## TASK GOAL
Nothing but the line holding "floor in this photo." and the lines after it, through the end of the records, should be set down, each exactly as it is.

## SUPPLIED DATA

━━━━━━━━━━━━━━━━━━━━

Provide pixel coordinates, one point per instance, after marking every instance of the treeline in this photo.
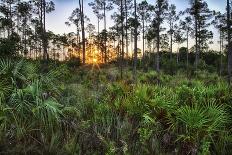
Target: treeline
(160, 27)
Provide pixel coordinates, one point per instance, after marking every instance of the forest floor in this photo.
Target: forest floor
(91, 110)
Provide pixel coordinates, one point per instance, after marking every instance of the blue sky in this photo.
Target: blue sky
(56, 20)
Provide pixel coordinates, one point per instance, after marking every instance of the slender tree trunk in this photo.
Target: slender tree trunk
(135, 45)
(81, 4)
(220, 67)
(105, 37)
(196, 42)
(229, 42)
(122, 31)
(171, 42)
(127, 44)
(187, 50)
(143, 37)
(158, 48)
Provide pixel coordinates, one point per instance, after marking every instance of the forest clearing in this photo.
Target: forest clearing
(133, 77)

━━━━━━━━━━━━━━━━━━━━

## RESPONSE TO THE EXERCISE
Provide pixel coordinates, one point per instance, after marking every instance of the forest floor in this photo.
Target: forest floor
(91, 110)
Provide pixel coordinates, one point per instance, after marking every instance of the blue sky in this photo.
Target: blue sky
(56, 20)
Provide pixel coordinates, one point per instance, after marking every instance of the slender tree trunk in this photo.
Target: slender tree trunk
(135, 45)
(81, 4)
(220, 67)
(105, 37)
(196, 42)
(229, 42)
(122, 31)
(171, 42)
(127, 44)
(187, 50)
(143, 37)
(158, 48)
Provide pixel coordinates, one point per instance, after marking every instance of the forest clearing in this photo.
Target: forest clearing
(133, 77)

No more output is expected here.